▸ **WRITTEN TASKS**
(1) Please revise the industry concentration passage between "Industry concentration measures" and "a different story.", inclusive, putting "dispersed" in place of "fragmented".
(2) Answer these questions about the manufacturing concentration text:
(a) What share of total industry revenue are the top four Cigarette and Tobacco Manufacturing operators expected to generate in 2019?
(b) Which two dominant players in Semiconductor and Circuit Manufacturing are named for their merger and acquisition activity?
(c) What share of industry revenue did the company formed by the merger of Praxair Inc. and The Linde Group control?
(3) Carry on writing the article on highly concentrated US manufacturing industries from the point where it ends.

Start of SELECTION

Industry concentration measures the extent to which major players dominate an industry. As a whole, the Manufacturing sector (IBISWorld report 31-33) is highly fragmented due to its sheer size, exhibiting a low level of market share concentration. However, when examining individual industries within the Manufacturing sector, market share concentration tells a different story.

Within a given industry, manufacturers may capture a larger market share through more efficient production of a particular item, which may be achieved through a variety of methods. Some manufacturers are able to increase market share by leveraging economies of scale or securing a reliable source of price-competitive input materials; others may increase market dominance inorganically via merger and acquisition activity.

Here’s a breakdown of five US manufacturing industries defined by a market share concentration greater than 80.0%, classifying them as ultra-highly concentrated industries.


1. Cigarette and Tobacco Manufacturing

Market share concentration for the Cigarette and Tobacco Manufacturing industry (31222) is dominated by the top four operators, which are expected to generate 93.4% of total industry revenue in 2019. Producers like Altria Group Inc. and Reynolds American Inc. have held a dominant industry position for decades, further enhancing their market share through acquisition activity. Additionally, rising barriers to entry and an increasingly stringent regulatory framework have discouraged smaller companies from entering the industry or gaining a meaningful share of the market.


2. Semiconductor and Circuit Manufacturing

The four largest players in the Semiconductor and Circuit Manufacturing industry (33441a) are expected to account for 93.1% of industry revenue this year, reflecting high market share concentration. While most industry players are small, specializing in certain product lines to serve niche markets, these smaller operators are dwarfed in scale by the vast distribution and manufacturing capacity of the industry's major players. Market share concentration for the industry has increased overall in recent years as a result of heightened merger and acquisition activity by dominant players including Intel Corporation and Texas Instruments Inc.


3. Oxygen and Hydrogen Gas Manufacturing

The highly concentrated Oxygen and Hydrogen Gas Manufacturing industry’s (32512) top four players are expected to generate 85.7% of industry revenue in 2019. Industry players have used acquisitions to gain competitive advantages over smaller operators; for example, the recent merger of Praxair Inc. and The Linde Group resulted in the combined company controlling more than 45.0% of industry revenue. Consequently, industry concentration has grown as operators acquired competing companies and production facilities to improve efficiencies and grow market share.

End of SELECTION
Start of COLLECTED MATERIAL

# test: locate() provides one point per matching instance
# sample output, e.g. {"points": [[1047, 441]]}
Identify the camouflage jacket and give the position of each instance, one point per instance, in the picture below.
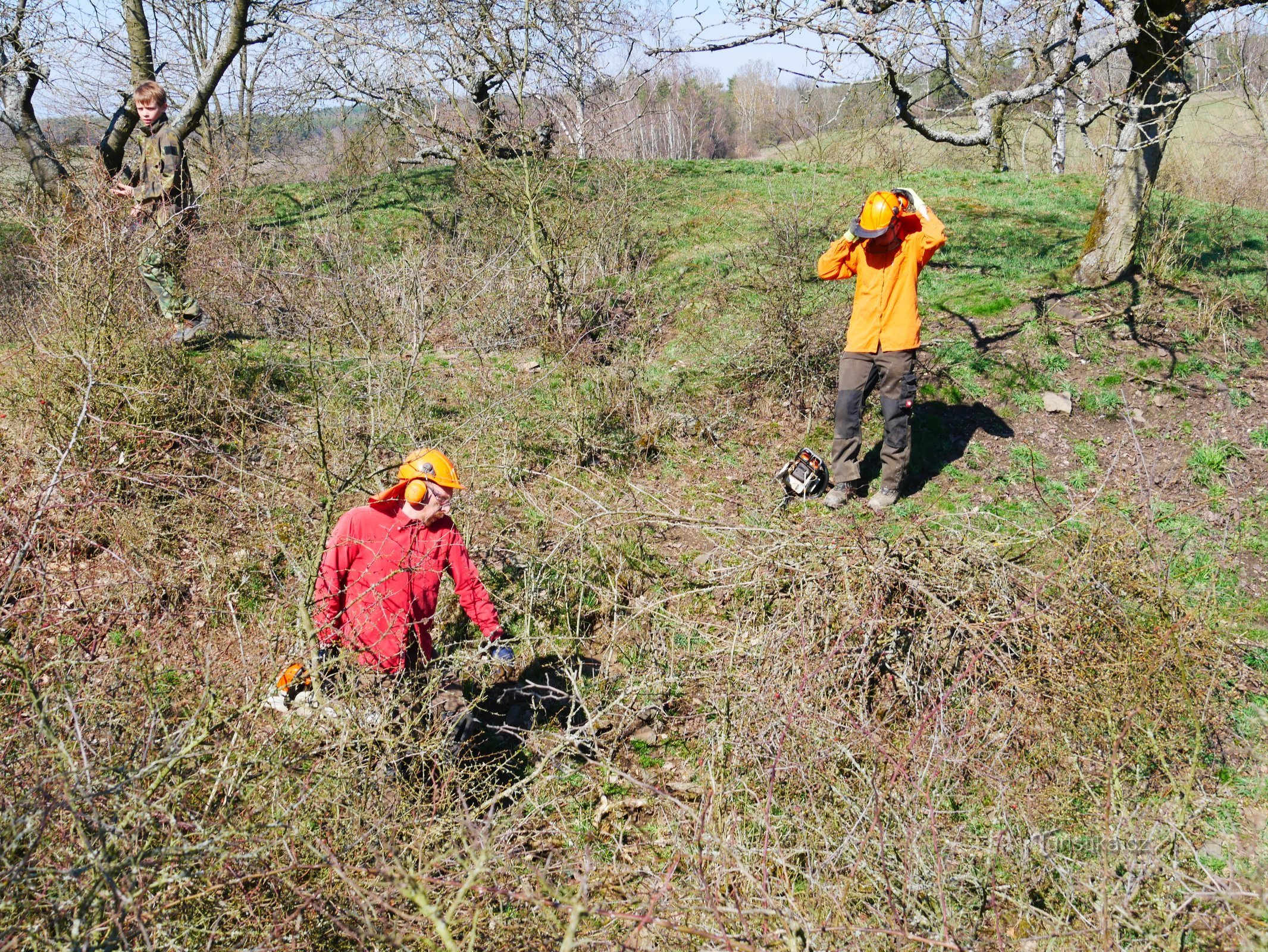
{"points": [[161, 181]]}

End of COLLECTED MATERIAL

▸ **EXERCISE ANSWERS**
(1)
Industry concentration measures the extent to which major players dominate an industry. As a whole, the Manufacturing sector (IBISWorld report 31-33) is highly dispersed due to its sheer size, exhibiting a low level of market share concentration. However, when examining individual industries within the Manufacturing sector, market share concentration tells a different story.

(2)
(a) 93.4%
(b) Intel Corporation and Texas Instruments Inc.
(c) More than 45.0%

(3)
4. Truck and Bus Manufacturing

The Truck and Bus Manufacturing industry (33612) is highly globalized and concentrated, with the top four manufacturers accounting for an estimated 81.8% of revenue in 2019. The industry is characterized by high barriers to entry, with substantial upfront capital costs required to develop high-volume production facilities and, costly research and development investments that need to comply with stringent environmental regulations. Both factors pose a deterrent to potential entrants. The industry’s top players, including Navistar International Corporation and PACCAR Inc., leverage their favorable economies of scale to maintain a dominant market position. Additionally, some major players have enhanced concentration through acquisition activity or joint ventures.


5. Cereal Production

The domestic Cereal Production industry (31123) is extremely competitive and dominated by major players that fiercely compete for market share.  In 2019, the top four companies are expected to generate 81.2% of annual industry revenue. Cereal production is highly capital intensive, with operators requiring significant machinery and equipment inputs to complete the production process. These high capital costs tend to deter potential entrants, who are often unable to afford the capital investments necessary to participate in the industry.  Furthermore, major players such as Kellogg Company and Post Holdings Inc. maintain a competitive advantage as a result of strong brand loyalty and aggressive marketing.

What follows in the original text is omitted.